DOCUMENT PASSAGE:

If all the writing I do today is sending a note to my English teacher, does that mean it hasn’t been a good day writing?
We often set our word count goals dangerously high, challenging ourselves to push harder than we dare or even harder than we should.
Why is that advice showing up on a literary agency blog? Experience has taught us that although reaching deadlines is crucial, other less-common writerly accomplishments matter. And they contribute to a healthy writer life and ultimately to a long strings of days we can call “good writing.”
What if all the writing I do today is settling on a tagline for my work as a professional writer?
When agents and editors attend conferences, we often cross paths with writers who have been at it for many years. What separates those who we sense are making progress, even if it’s taking a while, from those who seem mired is often this. They haven’t yet figured out what statement, tagline, branding idea, or even category defines them as a writer. What is a tagline? It’s the expression–in a few words or a sentence–of the overarching body of an author’s work and what the reader can expect when the open a book by that author.
Fact: The hardest writer for an agent to take on is the one who writes a little bit of everything. Sometimes, miraculously, that can work. But it’s so not the norm that we shudder a little if a proposal crosses our desk and it lists four other categories of books the writer has in the works. We often ask, “Where does your heart lie? What do you most want to be known for? When readers open the covers of a book with your name on it, what will they likely find?”

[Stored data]
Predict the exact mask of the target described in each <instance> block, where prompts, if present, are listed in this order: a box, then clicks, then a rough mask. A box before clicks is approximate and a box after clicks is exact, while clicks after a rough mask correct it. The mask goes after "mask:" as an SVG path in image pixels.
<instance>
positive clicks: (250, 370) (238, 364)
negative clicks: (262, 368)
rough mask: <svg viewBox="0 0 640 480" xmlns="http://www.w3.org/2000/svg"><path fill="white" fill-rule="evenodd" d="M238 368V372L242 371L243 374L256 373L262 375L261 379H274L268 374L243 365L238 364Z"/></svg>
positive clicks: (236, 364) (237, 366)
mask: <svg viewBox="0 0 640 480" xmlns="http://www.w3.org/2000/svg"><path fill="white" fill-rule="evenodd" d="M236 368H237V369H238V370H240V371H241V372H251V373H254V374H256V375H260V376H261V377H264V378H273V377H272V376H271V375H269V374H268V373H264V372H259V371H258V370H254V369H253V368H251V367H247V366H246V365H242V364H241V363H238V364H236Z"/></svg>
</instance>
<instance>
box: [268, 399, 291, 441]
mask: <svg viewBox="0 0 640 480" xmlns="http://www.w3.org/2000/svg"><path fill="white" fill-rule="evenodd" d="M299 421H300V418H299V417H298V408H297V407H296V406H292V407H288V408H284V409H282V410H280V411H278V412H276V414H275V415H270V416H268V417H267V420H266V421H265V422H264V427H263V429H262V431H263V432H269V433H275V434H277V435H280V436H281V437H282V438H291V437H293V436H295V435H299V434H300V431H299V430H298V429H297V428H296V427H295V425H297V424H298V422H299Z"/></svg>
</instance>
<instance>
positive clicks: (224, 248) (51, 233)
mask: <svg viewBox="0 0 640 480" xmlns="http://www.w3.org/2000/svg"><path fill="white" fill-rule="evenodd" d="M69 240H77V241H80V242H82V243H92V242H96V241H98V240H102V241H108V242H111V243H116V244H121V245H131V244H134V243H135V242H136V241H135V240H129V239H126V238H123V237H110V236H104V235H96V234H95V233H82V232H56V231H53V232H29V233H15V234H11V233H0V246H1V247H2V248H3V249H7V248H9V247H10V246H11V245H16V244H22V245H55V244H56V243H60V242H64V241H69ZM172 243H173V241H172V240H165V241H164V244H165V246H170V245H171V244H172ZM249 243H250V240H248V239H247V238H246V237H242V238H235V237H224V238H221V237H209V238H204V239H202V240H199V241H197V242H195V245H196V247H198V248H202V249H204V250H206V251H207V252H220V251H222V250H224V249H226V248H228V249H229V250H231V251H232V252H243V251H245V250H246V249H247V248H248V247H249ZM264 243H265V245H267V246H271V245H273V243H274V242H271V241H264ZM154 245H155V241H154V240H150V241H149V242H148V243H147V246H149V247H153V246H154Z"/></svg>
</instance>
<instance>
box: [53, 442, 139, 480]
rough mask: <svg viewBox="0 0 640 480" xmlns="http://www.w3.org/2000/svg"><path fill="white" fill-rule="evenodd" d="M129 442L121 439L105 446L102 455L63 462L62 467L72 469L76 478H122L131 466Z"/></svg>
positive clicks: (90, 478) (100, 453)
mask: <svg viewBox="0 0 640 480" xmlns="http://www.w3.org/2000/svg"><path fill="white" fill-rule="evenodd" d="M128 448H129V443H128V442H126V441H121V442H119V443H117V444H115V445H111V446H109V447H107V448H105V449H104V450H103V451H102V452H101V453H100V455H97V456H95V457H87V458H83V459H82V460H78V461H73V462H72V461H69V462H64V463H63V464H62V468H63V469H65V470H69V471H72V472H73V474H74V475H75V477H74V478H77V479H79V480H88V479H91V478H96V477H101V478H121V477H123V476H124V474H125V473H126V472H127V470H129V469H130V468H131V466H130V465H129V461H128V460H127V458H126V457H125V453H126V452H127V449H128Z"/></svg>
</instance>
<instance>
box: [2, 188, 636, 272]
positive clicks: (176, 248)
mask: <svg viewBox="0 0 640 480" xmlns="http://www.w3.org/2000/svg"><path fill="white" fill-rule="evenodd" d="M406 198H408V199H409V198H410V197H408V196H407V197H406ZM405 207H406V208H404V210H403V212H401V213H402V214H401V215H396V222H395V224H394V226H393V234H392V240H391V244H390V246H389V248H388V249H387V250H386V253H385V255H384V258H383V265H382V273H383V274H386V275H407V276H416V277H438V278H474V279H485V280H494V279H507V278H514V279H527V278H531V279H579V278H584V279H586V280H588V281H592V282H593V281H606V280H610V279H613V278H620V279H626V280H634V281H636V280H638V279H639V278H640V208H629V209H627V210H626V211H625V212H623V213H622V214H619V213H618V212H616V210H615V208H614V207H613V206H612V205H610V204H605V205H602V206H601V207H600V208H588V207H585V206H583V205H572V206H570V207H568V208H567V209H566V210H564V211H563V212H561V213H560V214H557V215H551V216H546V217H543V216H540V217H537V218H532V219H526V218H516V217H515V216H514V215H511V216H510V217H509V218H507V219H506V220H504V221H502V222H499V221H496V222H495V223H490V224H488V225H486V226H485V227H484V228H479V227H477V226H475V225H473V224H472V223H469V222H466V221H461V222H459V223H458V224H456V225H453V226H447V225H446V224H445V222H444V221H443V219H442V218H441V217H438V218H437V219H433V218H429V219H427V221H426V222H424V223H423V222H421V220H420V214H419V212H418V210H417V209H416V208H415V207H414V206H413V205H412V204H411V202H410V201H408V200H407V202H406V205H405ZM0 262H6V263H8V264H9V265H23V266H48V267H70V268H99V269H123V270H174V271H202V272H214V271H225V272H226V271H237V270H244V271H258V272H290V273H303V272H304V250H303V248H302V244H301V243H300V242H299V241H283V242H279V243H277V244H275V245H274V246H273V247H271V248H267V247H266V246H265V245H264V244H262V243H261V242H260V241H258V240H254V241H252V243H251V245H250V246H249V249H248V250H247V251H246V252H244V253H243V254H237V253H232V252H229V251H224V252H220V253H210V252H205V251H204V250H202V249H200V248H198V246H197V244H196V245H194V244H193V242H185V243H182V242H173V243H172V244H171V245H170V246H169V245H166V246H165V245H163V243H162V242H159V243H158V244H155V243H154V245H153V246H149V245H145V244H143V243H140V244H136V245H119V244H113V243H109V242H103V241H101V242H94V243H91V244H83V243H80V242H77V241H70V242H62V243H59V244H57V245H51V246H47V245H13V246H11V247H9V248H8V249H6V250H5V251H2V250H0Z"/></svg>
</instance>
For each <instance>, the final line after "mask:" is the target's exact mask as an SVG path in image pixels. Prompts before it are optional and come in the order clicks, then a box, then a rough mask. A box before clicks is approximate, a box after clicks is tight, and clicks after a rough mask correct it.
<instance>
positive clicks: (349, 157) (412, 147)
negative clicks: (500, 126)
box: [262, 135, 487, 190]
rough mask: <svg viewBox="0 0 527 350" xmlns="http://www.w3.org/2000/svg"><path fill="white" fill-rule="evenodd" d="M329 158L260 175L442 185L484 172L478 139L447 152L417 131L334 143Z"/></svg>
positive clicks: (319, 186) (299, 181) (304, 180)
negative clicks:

INSTRUCTIONS:
• A. In the blog passage on writing, which kind of writer is called the hardest for an agent to take on?
• B. Write out the blog passage on writing from "We often set" to "a professional writer?".
• C. Write what comes next in the blog passage on writing, picking up after its final sentence.
Nothing in the stored data is needed here.

ANSWERS BY TASK:
• A. The one who writes a little bit of everything.

• B.
We often set our word count goals dangerously high, challenging ourselves to push harder than we dare or even harder than we should.
Why is that advice showing up on a literary agency blog? Experience has taught us that although reaching deadlines is crucial, other less-common writerly accomplishments matter. And they contribute to a healthy writer life and ultimately to a long strings of days we can call “good writing.”
What if all the writing I do today is settling on a tagline for my work as a professional writer?

• C.
Other writers have struggled within themselves, not just with agents and editors, to define their identity as a writer or the common ground in what they write. If all you did today was invest all your writing block into landing on something that works for you, good on you! That helps industry professionals, including bookstore managers, know exactly where to display your books. You will have accomplished more with that single act than 5,000 other useable words for your project.
Thanking someone from my past who influenced me as a mentor, cattle prod, or even as a patron?
Thank you, Mrs. Henry, for forcing me to organize my thoughts and narrow my focus for term papers in high school. I spend parts of every day helping other writers find their laser-focus now. I’m grateful, <insert name> that you wouldn’t let me give up on myself on those days, seasons, years, when I felt like throwing my typewriter in the pond (adjust for current writing tool or method of destruction). Thanks, Mom, for paying my way to that first writers’ retreat, and my first conference, and parts of others. I wonder if, as a stay-at-home mom, I would have ever had the courage to keep writing without those gifts.
Your note of gratitude, writer, may be the most important writing you do today.
Paying it forward for another writer?
For every moment of discouragement you’ve experienced, understand that your favorite author knows it well. Your best words today may be your writing a review. Talking about another author’s book with your friends and readers. Or even rustling up the courage to say, “Family circumstances are keeping me from attending the conference this year. It made a huge difference in my career. I’d like you to have my spot. Your way has been paid.”
This week, curiously enough, two separate writers tagged an author on social media and said, “I’m halfway through this book and it’s already changed my life.” A short post. A heartfelt sentiment. Imagine the author’s energy level now for pressing on!
What if all the writing I do today is reading about writing?
If I write zero words toward my word count, but I’ve polished a skill or discovered a new technique or conquered a bad writing habit, how productive will tomorrow’s words be? The same is true for listening to podcasts or watching videos about the elements of writing and publishing and marketing that scare me.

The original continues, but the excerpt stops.